● **Brief**: For the records below, reproduce exactly the line that contains "Target: race bib" and all subsequent lines, with nothing left out and nothing added.

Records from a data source
_ _ _ _ _ _ _

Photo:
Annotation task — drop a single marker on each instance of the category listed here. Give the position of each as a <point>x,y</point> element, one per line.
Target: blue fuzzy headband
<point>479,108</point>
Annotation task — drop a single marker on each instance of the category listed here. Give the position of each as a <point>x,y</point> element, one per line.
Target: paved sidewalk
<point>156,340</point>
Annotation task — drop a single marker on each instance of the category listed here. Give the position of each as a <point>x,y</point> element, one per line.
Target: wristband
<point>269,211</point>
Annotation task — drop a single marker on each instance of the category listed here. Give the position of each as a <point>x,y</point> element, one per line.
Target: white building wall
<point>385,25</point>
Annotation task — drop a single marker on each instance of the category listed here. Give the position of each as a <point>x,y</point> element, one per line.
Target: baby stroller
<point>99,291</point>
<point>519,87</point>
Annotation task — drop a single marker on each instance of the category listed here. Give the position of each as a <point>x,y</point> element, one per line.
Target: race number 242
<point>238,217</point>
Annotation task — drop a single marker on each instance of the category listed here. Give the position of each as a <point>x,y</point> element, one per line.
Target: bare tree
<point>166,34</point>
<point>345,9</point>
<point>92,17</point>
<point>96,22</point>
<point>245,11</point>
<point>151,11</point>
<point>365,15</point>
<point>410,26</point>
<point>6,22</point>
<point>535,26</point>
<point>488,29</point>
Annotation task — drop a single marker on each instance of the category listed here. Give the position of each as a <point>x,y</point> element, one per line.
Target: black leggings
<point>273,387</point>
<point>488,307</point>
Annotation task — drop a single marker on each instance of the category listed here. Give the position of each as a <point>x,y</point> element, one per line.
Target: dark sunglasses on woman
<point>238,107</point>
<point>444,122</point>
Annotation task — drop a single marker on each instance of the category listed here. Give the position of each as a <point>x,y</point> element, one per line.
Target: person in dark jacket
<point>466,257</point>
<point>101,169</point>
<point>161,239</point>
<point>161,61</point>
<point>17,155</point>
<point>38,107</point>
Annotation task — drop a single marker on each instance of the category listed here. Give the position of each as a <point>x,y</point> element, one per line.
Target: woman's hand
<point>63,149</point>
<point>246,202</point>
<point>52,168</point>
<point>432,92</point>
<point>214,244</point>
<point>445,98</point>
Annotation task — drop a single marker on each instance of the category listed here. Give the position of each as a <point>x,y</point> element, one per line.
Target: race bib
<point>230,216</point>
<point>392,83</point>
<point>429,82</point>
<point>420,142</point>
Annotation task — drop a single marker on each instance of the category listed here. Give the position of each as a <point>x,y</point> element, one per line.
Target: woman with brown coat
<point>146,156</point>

_ _ _ _ _ _ _

● **Answer**:
Target: race bib
<point>230,216</point>
<point>392,83</point>
<point>429,82</point>
<point>420,142</point>
Annotation task — drop a single marker on each instance of the category listed here. Give the position of each as a <point>x,y</point> element, one per line.
Target: woman with brown coat
<point>146,156</point>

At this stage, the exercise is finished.